# Listed entries
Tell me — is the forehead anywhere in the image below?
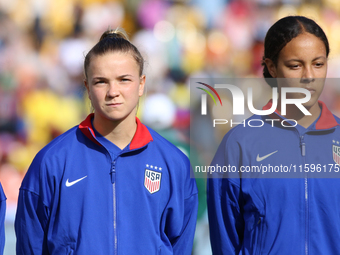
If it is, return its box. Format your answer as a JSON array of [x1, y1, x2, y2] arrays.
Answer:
[[88, 52, 139, 75], [279, 33, 327, 59]]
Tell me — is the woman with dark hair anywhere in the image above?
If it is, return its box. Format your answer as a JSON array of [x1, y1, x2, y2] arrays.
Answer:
[[15, 30, 198, 255], [207, 16, 340, 254]]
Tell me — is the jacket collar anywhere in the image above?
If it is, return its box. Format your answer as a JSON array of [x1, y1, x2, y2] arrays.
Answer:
[[78, 113, 153, 150], [262, 99, 339, 130]]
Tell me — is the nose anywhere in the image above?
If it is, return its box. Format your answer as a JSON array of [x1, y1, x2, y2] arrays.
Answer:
[[301, 66, 315, 83], [106, 82, 120, 98]]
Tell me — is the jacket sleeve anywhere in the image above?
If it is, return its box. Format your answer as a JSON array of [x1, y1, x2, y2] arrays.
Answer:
[[14, 152, 50, 255], [0, 183, 6, 254], [164, 154, 198, 255], [172, 194, 198, 255], [15, 189, 49, 255], [207, 131, 244, 255]]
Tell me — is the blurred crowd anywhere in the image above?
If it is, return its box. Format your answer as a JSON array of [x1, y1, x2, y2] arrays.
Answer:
[[0, 0, 340, 254]]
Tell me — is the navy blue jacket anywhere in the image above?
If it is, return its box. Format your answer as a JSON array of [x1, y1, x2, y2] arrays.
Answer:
[[0, 183, 6, 254], [15, 115, 198, 255], [207, 101, 340, 255]]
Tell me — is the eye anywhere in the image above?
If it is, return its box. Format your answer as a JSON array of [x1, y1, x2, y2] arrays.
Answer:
[[315, 62, 325, 67], [288, 64, 300, 70]]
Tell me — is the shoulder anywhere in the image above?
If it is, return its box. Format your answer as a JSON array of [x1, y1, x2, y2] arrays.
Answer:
[[36, 126, 78, 160], [222, 115, 276, 144], [21, 127, 78, 190], [147, 127, 189, 163]]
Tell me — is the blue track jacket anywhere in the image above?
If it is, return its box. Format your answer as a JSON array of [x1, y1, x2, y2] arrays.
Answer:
[[0, 183, 6, 254], [15, 114, 198, 255], [207, 101, 340, 255]]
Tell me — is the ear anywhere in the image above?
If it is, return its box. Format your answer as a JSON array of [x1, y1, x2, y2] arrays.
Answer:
[[84, 79, 91, 100], [264, 58, 277, 78], [138, 75, 146, 96]]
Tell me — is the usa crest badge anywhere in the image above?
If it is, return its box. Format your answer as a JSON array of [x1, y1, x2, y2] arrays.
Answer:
[[144, 169, 162, 194], [333, 142, 340, 165]]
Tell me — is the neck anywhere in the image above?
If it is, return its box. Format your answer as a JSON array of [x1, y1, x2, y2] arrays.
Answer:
[[277, 100, 321, 128], [93, 114, 137, 149]]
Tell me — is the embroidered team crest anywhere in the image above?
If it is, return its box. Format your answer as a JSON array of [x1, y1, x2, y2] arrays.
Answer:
[[333, 142, 340, 165], [144, 169, 162, 194]]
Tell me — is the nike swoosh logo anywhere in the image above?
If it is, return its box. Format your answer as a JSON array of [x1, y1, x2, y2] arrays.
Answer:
[[65, 175, 87, 187], [256, 150, 278, 162]]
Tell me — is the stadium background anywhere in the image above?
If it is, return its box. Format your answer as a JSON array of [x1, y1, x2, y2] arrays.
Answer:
[[0, 0, 340, 255]]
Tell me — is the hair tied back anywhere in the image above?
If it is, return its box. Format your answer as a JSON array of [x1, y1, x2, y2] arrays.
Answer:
[[99, 28, 130, 42]]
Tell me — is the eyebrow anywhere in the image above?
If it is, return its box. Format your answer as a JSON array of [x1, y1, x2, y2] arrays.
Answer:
[[285, 56, 327, 62]]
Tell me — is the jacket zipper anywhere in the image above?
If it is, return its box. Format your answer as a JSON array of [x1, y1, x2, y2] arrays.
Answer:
[[111, 160, 118, 255], [300, 135, 309, 255]]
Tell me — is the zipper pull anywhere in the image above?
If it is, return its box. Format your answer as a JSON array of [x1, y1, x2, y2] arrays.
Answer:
[[110, 161, 116, 173], [301, 136, 306, 156], [110, 161, 116, 183]]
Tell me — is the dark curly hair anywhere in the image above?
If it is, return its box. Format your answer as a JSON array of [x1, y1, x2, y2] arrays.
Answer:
[[262, 16, 329, 87]]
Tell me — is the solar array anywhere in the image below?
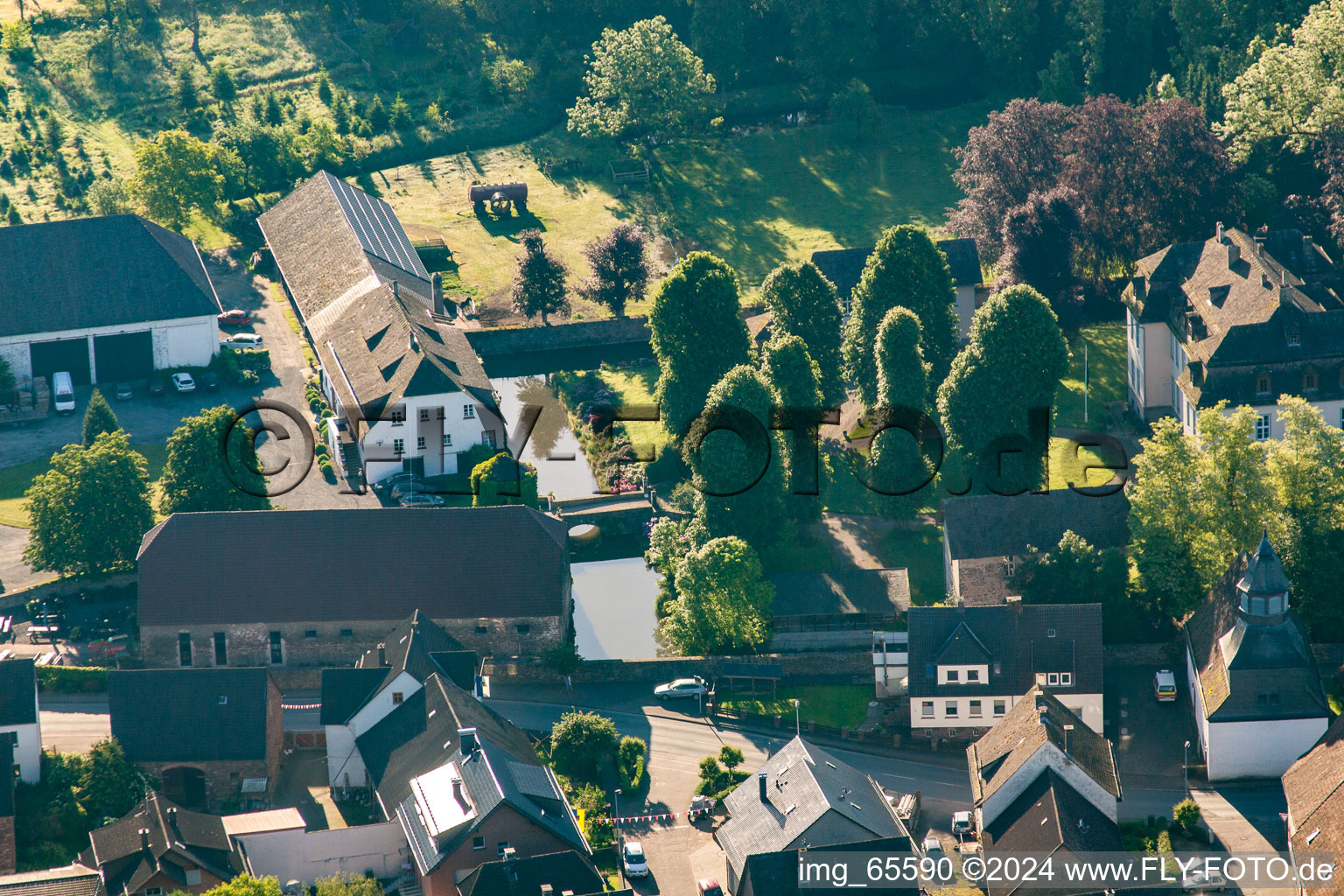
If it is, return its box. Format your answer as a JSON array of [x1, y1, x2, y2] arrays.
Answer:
[[326, 175, 429, 281]]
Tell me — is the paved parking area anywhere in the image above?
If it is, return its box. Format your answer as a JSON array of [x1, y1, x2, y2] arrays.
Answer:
[[1103, 665, 1200, 788]]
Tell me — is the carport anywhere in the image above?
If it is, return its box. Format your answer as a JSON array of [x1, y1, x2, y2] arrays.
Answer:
[[28, 336, 93, 386], [93, 331, 155, 383]]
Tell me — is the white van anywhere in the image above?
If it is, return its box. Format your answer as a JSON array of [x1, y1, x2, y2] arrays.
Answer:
[[51, 371, 75, 414]]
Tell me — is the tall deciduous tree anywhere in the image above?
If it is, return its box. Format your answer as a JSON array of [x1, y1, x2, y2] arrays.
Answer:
[[660, 537, 774, 655], [569, 16, 715, 138], [760, 262, 844, 407], [649, 253, 752, 438], [578, 221, 653, 317], [82, 387, 121, 447], [682, 364, 789, 550], [938, 286, 1068, 490], [133, 130, 236, 230], [509, 230, 570, 326], [844, 224, 960, 407], [158, 404, 270, 516], [23, 430, 155, 575]]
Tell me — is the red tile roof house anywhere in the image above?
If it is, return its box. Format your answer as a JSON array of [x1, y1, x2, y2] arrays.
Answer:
[[138, 505, 571, 669], [108, 668, 285, 808]]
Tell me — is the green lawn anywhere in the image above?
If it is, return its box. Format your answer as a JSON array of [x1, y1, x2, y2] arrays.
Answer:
[[1055, 322, 1129, 431], [882, 525, 948, 607], [717, 685, 872, 728], [0, 444, 168, 529]]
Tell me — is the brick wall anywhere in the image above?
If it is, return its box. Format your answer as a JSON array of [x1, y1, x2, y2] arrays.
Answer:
[[485, 650, 872, 683], [140, 612, 569, 669], [0, 816, 16, 874]]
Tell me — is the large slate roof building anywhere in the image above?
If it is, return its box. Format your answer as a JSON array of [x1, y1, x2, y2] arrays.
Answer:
[[907, 599, 1102, 738], [256, 172, 506, 482], [138, 505, 571, 666], [0, 215, 220, 386], [108, 668, 285, 808], [715, 738, 910, 893], [1124, 224, 1344, 438], [942, 489, 1129, 606], [1184, 535, 1329, 780]]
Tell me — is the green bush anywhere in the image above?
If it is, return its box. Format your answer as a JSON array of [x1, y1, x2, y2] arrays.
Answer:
[[38, 666, 108, 693]]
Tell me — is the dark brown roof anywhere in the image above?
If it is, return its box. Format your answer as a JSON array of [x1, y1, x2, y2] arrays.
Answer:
[[966, 685, 1121, 806], [138, 505, 570, 626], [906, 602, 1102, 698], [0, 658, 38, 727], [80, 793, 243, 894], [942, 489, 1129, 560], [1186, 555, 1329, 721], [0, 865, 103, 896], [108, 666, 279, 761], [985, 768, 1121, 896], [0, 215, 219, 336]]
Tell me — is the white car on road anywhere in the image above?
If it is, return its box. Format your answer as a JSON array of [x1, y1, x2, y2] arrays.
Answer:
[[653, 676, 710, 700]]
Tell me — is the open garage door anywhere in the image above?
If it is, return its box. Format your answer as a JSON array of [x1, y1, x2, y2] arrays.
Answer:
[[28, 336, 91, 386], [93, 331, 155, 383]]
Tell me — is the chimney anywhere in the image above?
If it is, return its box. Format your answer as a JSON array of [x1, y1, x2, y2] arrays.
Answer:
[[429, 274, 444, 314]]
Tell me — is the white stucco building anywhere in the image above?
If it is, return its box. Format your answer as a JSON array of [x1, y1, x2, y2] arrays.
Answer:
[[258, 172, 507, 482], [1186, 536, 1329, 782], [0, 660, 42, 785], [907, 598, 1102, 740], [1124, 224, 1344, 438], [0, 215, 219, 386]]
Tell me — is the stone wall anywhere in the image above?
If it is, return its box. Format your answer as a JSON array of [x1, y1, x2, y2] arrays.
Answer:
[[0, 816, 18, 874], [485, 650, 872, 683], [140, 617, 564, 671]]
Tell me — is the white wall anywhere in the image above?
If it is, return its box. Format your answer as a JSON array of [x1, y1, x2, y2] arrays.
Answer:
[[976, 743, 1116, 830], [234, 821, 407, 884], [0, 314, 219, 380], [0, 719, 42, 785], [1208, 718, 1326, 780]]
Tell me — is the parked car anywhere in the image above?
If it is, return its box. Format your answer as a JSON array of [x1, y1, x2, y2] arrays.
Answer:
[[653, 676, 710, 700], [621, 840, 649, 878], [393, 477, 424, 501], [1153, 669, 1176, 703], [401, 492, 444, 508], [1180, 869, 1227, 893], [374, 470, 419, 494], [219, 308, 251, 326], [219, 333, 266, 349]]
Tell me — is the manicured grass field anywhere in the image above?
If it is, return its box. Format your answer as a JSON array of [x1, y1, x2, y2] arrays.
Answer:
[[1055, 321, 1128, 430], [717, 685, 872, 728], [882, 525, 948, 607], [0, 444, 168, 529]]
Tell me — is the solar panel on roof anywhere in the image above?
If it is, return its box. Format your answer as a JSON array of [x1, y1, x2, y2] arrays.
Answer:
[[331, 178, 429, 281]]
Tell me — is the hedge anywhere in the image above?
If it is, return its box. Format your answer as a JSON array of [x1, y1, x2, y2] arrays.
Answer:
[[38, 666, 108, 693]]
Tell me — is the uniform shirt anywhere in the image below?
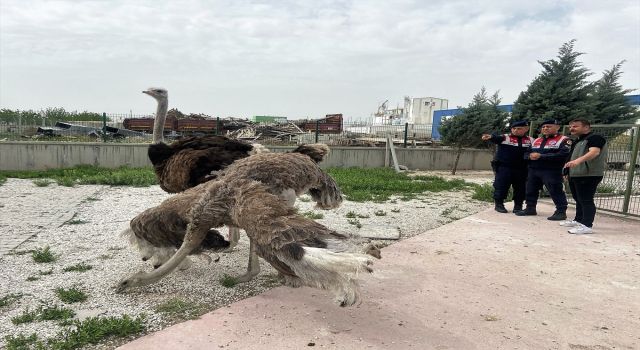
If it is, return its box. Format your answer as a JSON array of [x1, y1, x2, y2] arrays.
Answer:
[[524, 134, 572, 170], [490, 134, 533, 167]]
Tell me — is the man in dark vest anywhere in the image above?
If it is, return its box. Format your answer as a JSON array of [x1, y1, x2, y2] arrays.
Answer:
[[560, 118, 607, 234], [516, 119, 572, 221], [482, 120, 533, 213]]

# Prompt
In the listing above, reproduce word for word everything from the line containing "Tell me — is the eyebrow" down to the line containing "161, 116, 183]]", with both of those lines included.

# Exercise output
Tell me — is the eyebrow anywhere in the image above?
If it is, return its box. Format your answer as a JSON array of [x1, y1, x2, y2] arrays.
Answer:
[[285, 56, 327, 62]]
Tell me — is the jacket zipper anywhere in the image above?
If it is, return its box. Format your answer as a JSON array of [x1, y1, x2, y2] arrays.
Answer:
[[111, 160, 118, 255], [300, 135, 309, 255]]
Tell me — is the zipper pull anywhere in the image above?
If it is, return its box. Format your answer as a JSON array of [x1, y1, x2, y2] arrays.
Answer:
[[110, 161, 116, 173], [301, 136, 306, 156], [110, 161, 116, 183]]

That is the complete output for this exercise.